** START Recorded data **

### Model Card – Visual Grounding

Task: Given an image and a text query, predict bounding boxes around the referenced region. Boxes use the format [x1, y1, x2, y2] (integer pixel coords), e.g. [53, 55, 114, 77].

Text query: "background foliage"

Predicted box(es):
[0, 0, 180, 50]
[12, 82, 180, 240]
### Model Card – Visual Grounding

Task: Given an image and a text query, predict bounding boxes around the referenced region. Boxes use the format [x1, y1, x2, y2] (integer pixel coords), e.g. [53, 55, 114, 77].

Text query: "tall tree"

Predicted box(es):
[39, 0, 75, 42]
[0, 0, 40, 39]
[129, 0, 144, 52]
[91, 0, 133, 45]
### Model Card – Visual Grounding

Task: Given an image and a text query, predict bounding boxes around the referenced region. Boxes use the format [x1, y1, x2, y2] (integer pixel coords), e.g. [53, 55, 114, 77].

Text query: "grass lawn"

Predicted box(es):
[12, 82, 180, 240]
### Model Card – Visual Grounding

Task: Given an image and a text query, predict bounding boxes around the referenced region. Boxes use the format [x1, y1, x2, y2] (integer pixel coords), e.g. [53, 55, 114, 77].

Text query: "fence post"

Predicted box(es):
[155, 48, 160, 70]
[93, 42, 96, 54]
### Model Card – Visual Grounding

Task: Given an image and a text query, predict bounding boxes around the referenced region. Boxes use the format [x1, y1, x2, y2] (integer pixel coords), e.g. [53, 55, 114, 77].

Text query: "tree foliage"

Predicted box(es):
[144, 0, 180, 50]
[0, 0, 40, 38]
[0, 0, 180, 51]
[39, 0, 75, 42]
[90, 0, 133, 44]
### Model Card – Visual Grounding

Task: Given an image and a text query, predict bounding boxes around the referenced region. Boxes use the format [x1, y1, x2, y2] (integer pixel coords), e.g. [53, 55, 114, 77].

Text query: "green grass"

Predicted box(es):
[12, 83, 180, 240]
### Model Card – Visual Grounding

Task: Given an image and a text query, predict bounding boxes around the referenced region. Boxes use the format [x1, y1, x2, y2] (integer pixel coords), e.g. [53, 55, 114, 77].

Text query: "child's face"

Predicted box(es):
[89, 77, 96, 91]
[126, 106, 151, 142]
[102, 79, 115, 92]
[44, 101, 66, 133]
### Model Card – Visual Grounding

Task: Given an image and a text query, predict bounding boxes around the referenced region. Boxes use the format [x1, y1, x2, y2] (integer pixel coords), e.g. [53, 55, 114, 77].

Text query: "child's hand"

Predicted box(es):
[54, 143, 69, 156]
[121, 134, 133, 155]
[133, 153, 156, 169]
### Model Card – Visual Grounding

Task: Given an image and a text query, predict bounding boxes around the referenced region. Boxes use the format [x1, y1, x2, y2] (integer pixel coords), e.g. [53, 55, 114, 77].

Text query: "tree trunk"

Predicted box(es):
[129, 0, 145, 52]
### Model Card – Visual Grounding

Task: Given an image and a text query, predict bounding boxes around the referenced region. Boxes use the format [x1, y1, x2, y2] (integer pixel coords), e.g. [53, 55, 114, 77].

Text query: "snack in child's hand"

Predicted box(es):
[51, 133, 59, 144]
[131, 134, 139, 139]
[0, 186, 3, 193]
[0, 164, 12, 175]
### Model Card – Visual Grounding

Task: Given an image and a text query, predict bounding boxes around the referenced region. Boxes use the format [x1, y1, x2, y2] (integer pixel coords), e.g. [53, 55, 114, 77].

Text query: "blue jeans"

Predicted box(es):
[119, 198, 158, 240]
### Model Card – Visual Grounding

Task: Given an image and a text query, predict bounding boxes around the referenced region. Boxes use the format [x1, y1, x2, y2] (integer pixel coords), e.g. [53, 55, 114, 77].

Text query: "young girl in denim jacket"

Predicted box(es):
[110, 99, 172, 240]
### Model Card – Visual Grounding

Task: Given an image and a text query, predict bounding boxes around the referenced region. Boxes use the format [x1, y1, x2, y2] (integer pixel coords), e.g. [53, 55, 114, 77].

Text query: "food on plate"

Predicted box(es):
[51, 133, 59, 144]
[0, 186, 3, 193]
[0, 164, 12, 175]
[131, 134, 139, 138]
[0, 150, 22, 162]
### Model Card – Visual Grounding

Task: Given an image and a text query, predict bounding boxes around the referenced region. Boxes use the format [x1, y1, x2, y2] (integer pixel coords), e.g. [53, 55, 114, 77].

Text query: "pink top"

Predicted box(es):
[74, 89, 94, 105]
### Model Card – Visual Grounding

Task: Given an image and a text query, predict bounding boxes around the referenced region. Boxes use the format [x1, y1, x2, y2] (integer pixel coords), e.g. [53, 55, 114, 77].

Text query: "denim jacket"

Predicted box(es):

** END Recorded data **

Work to do:
Rewrite all of the material above, substituting "Phrase Grounding" for each occurrence of "Visual Grounding" and changing nothing else.

Task result:
### Model Card – Phrase Grounding

Task: Given an image and a text query, predict bounding boxes around the referenced region. Boxes use the format [x1, y1, x2, y2] (integer pixel coords), e.g. [53, 55, 114, 77].

Text query: "background foliage"

Predicted box(es):
[0, 0, 180, 50]
[12, 82, 180, 240]
### Model Card – Phrase Grounding

Task: Given an image and a text query, predict bounding boxes around the referenced region. Boxes use the format [x1, y1, x2, y2] (integer pixel coords), e.g. [53, 55, 114, 77].

Text query: "tall tree"

Predicted box(es):
[39, 0, 75, 42]
[0, 0, 40, 39]
[129, 0, 144, 52]
[91, 0, 133, 45]
### Model Card – Phrase Grounding

Task: Given an image and a text query, predict bounding boxes around the referenced region. Boxes use the format [x1, y1, x2, y2] (integer pixel coords), e.g. [53, 55, 114, 77].

Text query: "grass lawn"

Predicted box(es):
[12, 82, 180, 240]
### Model Card – Phrase Grounding

Task: Given an image and a text query, predict bounding boxes around the referenced region. Boxes use the format [x1, y1, x2, y2] (integer pixel coords), e.g. [53, 55, 114, 77].

Text query: "fence post"

Predicted box(es):
[155, 48, 160, 70]
[93, 42, 96, 54]
### Model Card – Phrase Grounding

Task: Given an image and a text query, predict bounding boxes around the referenced region. Boxes use the format [x1, y1, x2, y2] (integer pixel coords), e.g. [53, 55, 114, 77].

Text query: "tree foliage"

Predicted box(es):
[144, 0, 180, 50]
[0, 0, 40, 38]
[0, 0, 180, 51]
[39, 0, 75, 42]
[90, 0, 133, 44]
### Model Card – Phrase Grounding

Task: Given an image and a text query, predict bounding boxes around the referenced region. Boxes use the format [x1, y1, x2, y2] (integer pixel coords), e.g. [53, 55, 114, 77].

Text query: "green grass"

Predicted box(es):
[12, 83, 180, 240]
### Model Card – Phrase Grounding

Task: Given an image and a text query, predict bounding boxes around the referenced region. Boxes use the format [x1, y1, x2, y2] (integer pixel coords), e.g. [53, 55, 114, 77].

Text query: "child's face"

Predicted box(es):
[89, 77, 96, 91]
[126, 106, 151, 142]
[102, 79, 115, 92]
[44, 101, 66, 133]
### Model Card – Phrase Grounding

Task: Given an image and a text query, predict bounding boxes around the referenced region. Boxes use the format [x1, y1, x2, y2] (integer pixel coords), e.g. [53, 55, 114, 77].

Text query: "child's hand"

Predicted box(es):
[54, 143, 69, 156]
[121, 134, 133, 155]
[133, 153, 156, 169]
### Model Card – Phrase Grounding

Task: Given an image and a text query, predict bounding boxes around the referenced region. Boxes use the format [x1, y1, x2, y2] (integer pixel coords), e.g. [53, 55, 114, 77].

Text query: "tree trunk"

Predicted box(es):
[129, 0, 145, 52]
### Model Card – Phrase Grounding

Task: Given an image and a text query, predict bounding boxes around the referenced region. Boxes use the format [x1, y1, x2, y2] (integer pixel coords), e.g. [53, 55, 114, 77].

Text query: "snack in child's hand"

Predicted box(es):
[51, 133, 59, 144]
[131, 134, 139, 139]
[0, 186, 3, 193]
[0, 164, 12, 175]
### Model Card – Phrase Grounding

Task: Given an image and a text query, predict bounding boxes around the referenced region. Boxes use the format [x1, y1, x2, y2] (integer pixel coords), e.g. [53, 55, 114, 77].

Text query: "blue jeans"

Predicted box(es):
[119, 198, 158, 240]
### Model Card – Phrase Grounding

Task: Given an image and a text query, predict bounding boxes around the referenced region. Boxes use the format [x1, y1, x2, y2] (integer pixel coords), e.g. [53, 55, 114, 77].

Text query: "young girl in denim jacket"

Predicted box(es):
[110, 99, 172, 240]
### Model Card – Phrase Grounding

Task: Given an image and a text query, predict bounding boxes around the referenced region. Boxes use the format [x1, y1, x2, y2] (integer pixel coords), e.g. [53, 55, 114, 77].

Text query: "food on plate"

Predicted box(es):
[51, 133, 59, 144]
[0, 186, 3, 193]
[0, 164, 12, 175]
[131, 134, 139, 138]
[0, 150, 22, 162]
### Model Card – Phrase Grounding

Task: Given an image and a text query, predict bounding boxes around the referenced region. Boxes use the format [x1, y1, x2, y2] (integer pixel coords), e.g. [53, 55, 114, 77].

Text query: "pink top"

Predicted box(es):
[74, 89, 94, 105]
### Model Card – Phrase Grounding

Task: Given an image and a text query, predict bounding boxes around the referenced region. Boxes use the format [x1, y1, x2, y2] (integer pixel coords), e.g. [53, 55, 114, 77].

Text query: "denim jacket"

Predicted box(es):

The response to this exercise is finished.